(Records from a point labeling set)
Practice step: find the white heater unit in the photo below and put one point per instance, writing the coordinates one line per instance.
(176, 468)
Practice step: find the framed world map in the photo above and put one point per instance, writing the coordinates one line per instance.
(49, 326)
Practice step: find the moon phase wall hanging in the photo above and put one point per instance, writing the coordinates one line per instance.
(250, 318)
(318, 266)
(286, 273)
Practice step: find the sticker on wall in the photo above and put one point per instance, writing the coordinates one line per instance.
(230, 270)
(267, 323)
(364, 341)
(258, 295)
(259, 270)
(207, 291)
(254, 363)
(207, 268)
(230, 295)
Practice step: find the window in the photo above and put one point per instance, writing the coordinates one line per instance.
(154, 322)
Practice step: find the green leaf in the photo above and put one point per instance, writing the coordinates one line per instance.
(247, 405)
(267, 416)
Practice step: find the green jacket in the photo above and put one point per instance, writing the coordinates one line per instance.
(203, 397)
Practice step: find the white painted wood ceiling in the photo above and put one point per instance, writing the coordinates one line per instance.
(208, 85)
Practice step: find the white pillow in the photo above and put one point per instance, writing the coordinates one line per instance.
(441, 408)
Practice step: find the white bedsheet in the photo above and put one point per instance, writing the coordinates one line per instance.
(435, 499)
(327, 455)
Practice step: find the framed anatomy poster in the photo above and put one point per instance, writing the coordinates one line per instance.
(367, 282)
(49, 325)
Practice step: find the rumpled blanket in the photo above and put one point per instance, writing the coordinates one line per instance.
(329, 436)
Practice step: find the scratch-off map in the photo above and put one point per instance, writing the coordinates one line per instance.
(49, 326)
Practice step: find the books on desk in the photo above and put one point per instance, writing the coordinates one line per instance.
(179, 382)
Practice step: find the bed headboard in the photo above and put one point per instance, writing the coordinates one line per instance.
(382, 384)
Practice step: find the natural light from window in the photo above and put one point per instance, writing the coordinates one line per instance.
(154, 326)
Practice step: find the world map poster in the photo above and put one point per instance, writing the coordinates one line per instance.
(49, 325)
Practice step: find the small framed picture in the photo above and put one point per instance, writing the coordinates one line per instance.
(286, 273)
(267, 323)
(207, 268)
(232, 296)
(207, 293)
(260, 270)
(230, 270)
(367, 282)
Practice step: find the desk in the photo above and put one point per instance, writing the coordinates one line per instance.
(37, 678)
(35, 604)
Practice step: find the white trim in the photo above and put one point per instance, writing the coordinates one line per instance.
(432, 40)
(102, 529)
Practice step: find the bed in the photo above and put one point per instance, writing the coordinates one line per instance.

TASK:
The required output is the span of lines from the one containing "Practice step: find the framed anatomy" to the last line, reproduced character for character.

OUTPUT FOR THIS TASK:
Practice step: find the framed anatomy poster in the photo above and put one point per instance, writing the coordinates one line per instance.
(367, 282)
(49, 325)
Practice step: find the rumpled blanket in the photo above and put one point per instance, writing the coordinates one line per instance.
(329, 436)
Practice step: find the scratch-off map in the photo above and put one point per instance, writing the coordinates one line per instance.
(49, 326)
Practice step: find the books on desk in the photo above and put one point per instance, writing the coordinates one line per instance.
(179, 382)
Practice step: find the bed headboard in the photo above and put one point per instance, writing the coordinates one line per instance.
(382, 384)
Practice step: find the natural light from window in the photo above and put one point per instance, writing the coordinates one line per instance.
(154, 326)
Practice step: find the world map poster in the photo above and put one point per instance, writing the coordinates one line per instance.
(49, 325)
Practice step: find the small framed picture in the photo above and put one point per instance, writing the coordinates one line per instance.
(286, 273)
(267, 323)
(207, 268)
(232, 296)
(207, 293)
(260, 270)
(230, 270)
(367, 282)
Practice step: find the desk in the photo above and put one point per instance, writing the coordinates one line per instance.
(37, 678)
(35, 604)
Practice step: find the white trim in the photo above and put one point per instance, writing the coordinates one line per instance.
(432, 40)
(102, 529)
Practice step: find the bed in the photo above and put one point per instance, writing the coordinates one line per instance.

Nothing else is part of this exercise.